| The task |
Count the lines in the records below that contain the string "backpack", treating uppercase and lowercase as different. Reply with the number only.
---------- Record set
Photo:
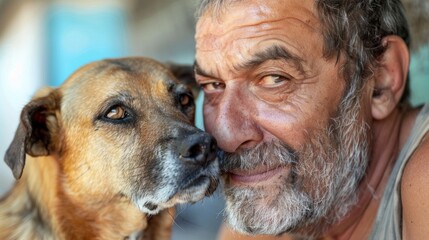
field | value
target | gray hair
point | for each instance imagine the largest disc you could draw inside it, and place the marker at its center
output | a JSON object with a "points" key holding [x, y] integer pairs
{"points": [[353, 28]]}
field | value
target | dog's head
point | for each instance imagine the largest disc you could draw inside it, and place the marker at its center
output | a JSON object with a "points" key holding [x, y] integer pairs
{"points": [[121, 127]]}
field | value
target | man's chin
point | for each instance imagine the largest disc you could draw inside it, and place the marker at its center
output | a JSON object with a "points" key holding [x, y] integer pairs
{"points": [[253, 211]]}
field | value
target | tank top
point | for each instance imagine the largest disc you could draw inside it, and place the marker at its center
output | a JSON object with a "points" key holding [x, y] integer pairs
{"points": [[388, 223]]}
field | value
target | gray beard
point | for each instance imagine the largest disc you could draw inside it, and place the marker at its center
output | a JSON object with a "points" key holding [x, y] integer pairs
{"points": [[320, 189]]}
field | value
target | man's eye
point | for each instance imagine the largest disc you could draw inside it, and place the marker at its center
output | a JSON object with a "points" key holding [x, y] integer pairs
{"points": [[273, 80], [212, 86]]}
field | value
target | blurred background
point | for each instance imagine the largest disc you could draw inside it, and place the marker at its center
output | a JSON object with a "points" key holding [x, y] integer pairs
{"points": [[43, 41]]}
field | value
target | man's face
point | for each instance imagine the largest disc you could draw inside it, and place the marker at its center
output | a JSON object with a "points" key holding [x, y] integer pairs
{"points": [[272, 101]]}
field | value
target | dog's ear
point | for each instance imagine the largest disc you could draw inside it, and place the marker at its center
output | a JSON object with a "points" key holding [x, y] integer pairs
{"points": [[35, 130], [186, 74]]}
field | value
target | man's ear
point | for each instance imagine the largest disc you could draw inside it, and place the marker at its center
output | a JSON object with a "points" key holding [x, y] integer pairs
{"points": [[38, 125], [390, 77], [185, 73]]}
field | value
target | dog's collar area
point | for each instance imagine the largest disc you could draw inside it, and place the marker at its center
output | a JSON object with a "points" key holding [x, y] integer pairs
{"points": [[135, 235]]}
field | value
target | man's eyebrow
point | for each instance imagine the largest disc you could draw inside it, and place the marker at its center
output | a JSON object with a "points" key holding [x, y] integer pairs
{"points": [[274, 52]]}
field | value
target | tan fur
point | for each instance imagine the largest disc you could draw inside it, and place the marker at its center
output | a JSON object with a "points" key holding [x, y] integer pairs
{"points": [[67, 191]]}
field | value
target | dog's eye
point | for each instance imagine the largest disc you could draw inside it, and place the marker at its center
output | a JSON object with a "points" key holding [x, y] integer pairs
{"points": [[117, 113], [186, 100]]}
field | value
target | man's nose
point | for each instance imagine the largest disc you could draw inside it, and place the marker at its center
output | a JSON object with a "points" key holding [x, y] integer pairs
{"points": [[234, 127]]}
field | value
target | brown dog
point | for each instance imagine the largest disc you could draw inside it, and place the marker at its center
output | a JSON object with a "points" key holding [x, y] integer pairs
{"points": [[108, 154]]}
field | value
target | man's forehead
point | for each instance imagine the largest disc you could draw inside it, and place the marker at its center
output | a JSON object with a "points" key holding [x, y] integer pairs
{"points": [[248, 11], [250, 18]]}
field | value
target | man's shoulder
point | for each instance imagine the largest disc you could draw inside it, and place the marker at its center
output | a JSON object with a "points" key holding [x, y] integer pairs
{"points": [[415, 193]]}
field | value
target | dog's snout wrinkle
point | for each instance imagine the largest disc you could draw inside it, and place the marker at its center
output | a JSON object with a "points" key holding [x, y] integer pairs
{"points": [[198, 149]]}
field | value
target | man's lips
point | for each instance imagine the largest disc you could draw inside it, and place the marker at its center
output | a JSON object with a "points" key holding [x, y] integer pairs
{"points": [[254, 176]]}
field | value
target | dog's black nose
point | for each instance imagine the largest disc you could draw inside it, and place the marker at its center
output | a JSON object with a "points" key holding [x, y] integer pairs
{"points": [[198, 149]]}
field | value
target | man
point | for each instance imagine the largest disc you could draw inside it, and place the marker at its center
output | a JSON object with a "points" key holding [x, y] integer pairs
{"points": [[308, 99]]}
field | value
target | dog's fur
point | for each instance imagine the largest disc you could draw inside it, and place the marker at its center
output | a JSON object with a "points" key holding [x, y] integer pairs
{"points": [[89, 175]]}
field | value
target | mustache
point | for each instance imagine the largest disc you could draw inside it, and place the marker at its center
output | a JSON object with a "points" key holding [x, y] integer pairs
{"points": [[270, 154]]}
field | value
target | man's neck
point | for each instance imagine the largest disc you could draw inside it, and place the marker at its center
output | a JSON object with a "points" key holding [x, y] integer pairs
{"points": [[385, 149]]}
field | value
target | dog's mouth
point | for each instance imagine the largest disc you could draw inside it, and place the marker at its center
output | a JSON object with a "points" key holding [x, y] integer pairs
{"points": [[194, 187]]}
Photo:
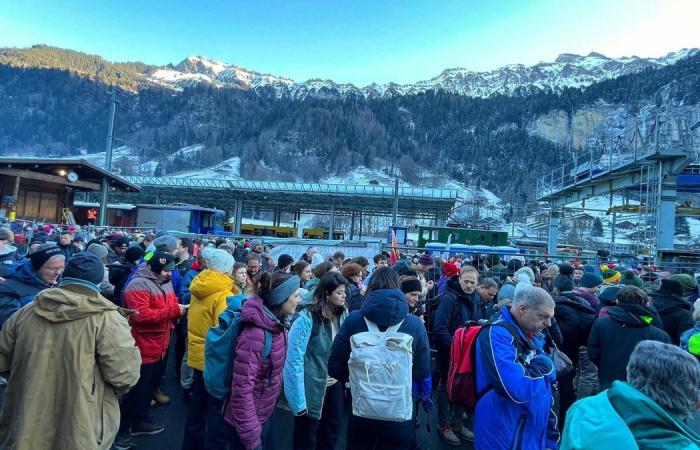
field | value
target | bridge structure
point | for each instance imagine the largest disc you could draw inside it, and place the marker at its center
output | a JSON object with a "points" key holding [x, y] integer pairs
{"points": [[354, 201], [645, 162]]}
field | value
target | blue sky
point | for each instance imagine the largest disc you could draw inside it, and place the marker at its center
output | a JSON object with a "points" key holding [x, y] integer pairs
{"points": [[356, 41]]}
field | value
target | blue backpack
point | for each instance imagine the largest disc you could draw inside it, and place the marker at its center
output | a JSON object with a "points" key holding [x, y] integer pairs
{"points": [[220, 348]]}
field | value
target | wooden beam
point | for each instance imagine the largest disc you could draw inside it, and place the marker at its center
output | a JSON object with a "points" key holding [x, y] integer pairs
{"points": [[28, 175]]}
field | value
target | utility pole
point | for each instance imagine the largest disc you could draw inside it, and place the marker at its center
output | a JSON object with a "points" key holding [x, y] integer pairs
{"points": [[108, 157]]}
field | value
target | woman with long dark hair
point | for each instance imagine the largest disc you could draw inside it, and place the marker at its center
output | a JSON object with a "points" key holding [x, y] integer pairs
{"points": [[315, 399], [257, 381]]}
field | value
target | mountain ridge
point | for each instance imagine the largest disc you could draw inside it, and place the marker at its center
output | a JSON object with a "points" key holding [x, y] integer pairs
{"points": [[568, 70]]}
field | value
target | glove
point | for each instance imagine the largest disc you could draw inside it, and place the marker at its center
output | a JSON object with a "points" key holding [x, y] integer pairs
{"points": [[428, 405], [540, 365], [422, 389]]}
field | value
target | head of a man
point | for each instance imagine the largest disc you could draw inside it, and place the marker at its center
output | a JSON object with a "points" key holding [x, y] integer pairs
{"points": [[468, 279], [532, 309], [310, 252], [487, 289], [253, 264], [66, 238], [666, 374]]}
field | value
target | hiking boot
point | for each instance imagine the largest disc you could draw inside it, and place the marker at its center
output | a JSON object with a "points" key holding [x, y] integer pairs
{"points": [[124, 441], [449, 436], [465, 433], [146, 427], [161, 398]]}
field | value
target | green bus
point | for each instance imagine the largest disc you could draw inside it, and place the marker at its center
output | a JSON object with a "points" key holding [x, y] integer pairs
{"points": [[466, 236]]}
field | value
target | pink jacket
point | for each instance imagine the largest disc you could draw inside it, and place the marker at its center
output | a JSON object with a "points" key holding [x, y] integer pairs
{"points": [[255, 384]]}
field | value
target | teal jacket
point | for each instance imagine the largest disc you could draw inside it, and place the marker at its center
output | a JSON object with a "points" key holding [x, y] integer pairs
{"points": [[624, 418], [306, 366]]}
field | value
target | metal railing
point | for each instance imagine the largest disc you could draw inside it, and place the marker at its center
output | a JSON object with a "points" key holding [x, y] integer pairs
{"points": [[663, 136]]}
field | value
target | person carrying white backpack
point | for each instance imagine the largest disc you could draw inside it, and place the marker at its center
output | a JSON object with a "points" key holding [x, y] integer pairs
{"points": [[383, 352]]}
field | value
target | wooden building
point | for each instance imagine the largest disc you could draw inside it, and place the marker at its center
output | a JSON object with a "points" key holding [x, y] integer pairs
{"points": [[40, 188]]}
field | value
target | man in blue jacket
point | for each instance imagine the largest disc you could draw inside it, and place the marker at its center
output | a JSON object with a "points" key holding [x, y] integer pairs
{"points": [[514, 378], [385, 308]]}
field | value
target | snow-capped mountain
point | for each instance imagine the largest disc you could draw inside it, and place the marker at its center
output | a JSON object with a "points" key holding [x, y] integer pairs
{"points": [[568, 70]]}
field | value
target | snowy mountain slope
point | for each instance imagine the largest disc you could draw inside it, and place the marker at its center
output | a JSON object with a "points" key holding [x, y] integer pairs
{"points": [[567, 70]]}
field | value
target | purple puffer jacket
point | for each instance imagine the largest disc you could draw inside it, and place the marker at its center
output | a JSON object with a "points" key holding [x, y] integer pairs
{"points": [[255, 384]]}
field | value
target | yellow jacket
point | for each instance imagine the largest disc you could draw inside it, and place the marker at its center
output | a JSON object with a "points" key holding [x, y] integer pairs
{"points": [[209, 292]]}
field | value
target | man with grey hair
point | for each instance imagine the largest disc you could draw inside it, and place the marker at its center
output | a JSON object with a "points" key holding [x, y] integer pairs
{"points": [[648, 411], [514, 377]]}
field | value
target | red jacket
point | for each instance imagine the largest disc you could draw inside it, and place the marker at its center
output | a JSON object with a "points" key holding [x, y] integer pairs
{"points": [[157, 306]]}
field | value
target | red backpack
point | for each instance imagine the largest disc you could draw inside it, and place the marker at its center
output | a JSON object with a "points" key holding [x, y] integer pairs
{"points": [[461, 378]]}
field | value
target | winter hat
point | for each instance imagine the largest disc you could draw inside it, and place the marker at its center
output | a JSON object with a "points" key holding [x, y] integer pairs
--------------------
| Task answer |
3